**Exercise directions**
Write the next part of the passage on green innovation in small and medium-sized enterprises, starting after its final sentence.

**Supplied passage**
------------------------------------------------------------------------

In effect, green innovation is valuable to firms, particularly SMEs, and this value is attributed to the ability of such innovations to enhance green environmental performance [11,12]. The proper use of green innovations ensures the conservation of resources and the mitigation of environmental pollution while maintaining balanced profitability and environmental responsibility [12,13,14]. Owing to the significant contribution of SMEs to national economies, their survival remains of great concern, and because of their role as major economic pillars in a majority of nations, SMEs need to be proactive in enhancing their productivity and competitiveness [15,16]. In this regard, what distinguishes successful SMEs from their unsuccessful counterparts is the former’s use of green practices and innovative technologies [17].

------------------------------------------------------------------------

**Data block**

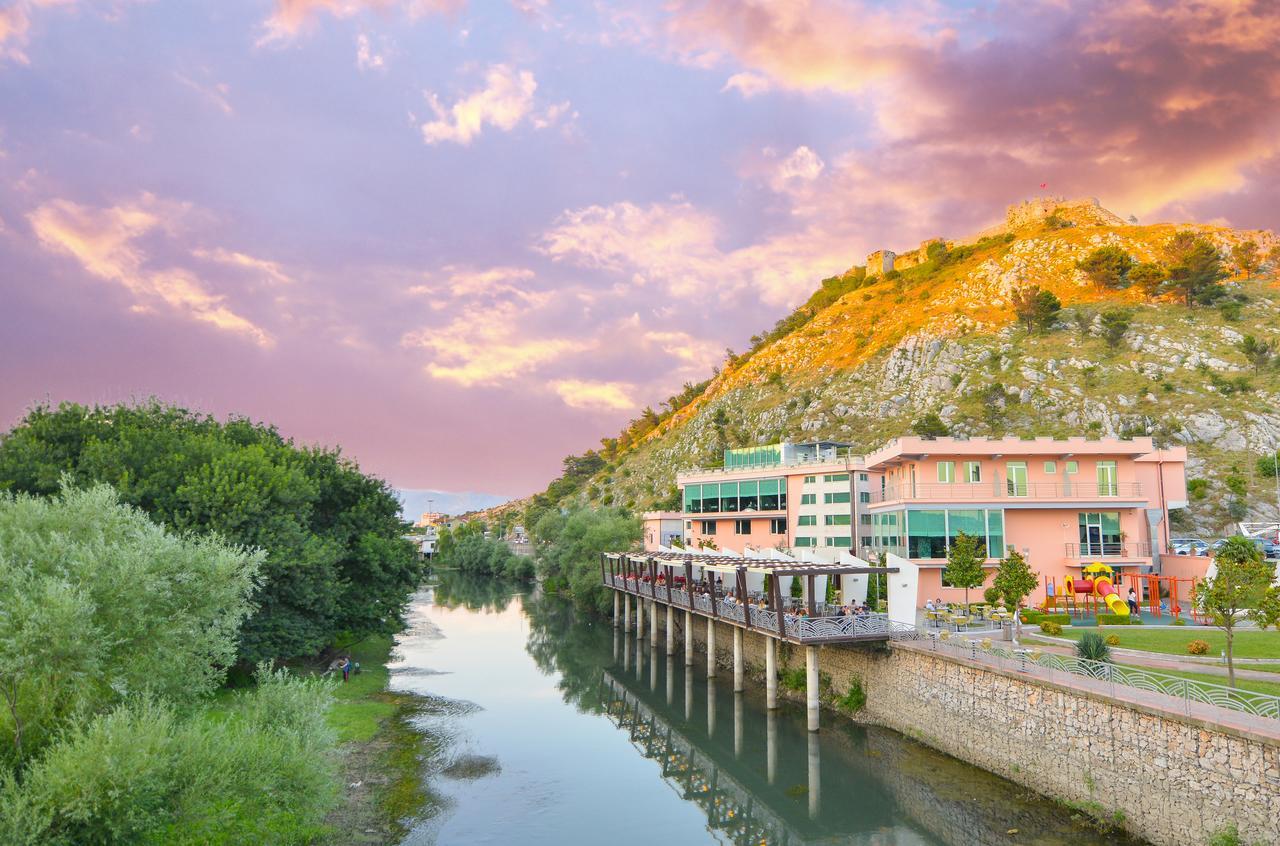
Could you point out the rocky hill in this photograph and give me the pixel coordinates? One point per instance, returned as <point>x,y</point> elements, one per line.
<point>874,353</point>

------------------------------------------------------------------------

**Result for this exercise**
Therefore, enhancing global sustainability among SMEs and communities calls for the introduction of policies and the development of methodologies [18], among which is the adoption of green environmental management accounting system (EMAS) [19]. EMAS is essentially an instrument that facilitates environmental performance management in firms and environmental information reporting to all stakeholders (internal and external) [7]. It assists the corporate sector in identifying, gathering, and analyzing financial and non-financial environmental information with the goal of enhancing the company’s achievement of financial and environmental performance. EMAS was conceptualized in response to the environmental challenges that traditional management accounting was not able to address. EMAS enables the implementation of different practices, including energy accounting (EA), water management accounting (WMA), material flow accounting, biodiversity accounting, and carbon management accounting (CMA) with the aim of enhanced financial and environmental performance [9]. It also enables companies to enhance their efficiency and manage environmental impact via the control of energy consumption, natural resources, costs of materials and their use, and pollution in order to formulate environmentally friendly decisions and enhanced quality and competitiveness [5].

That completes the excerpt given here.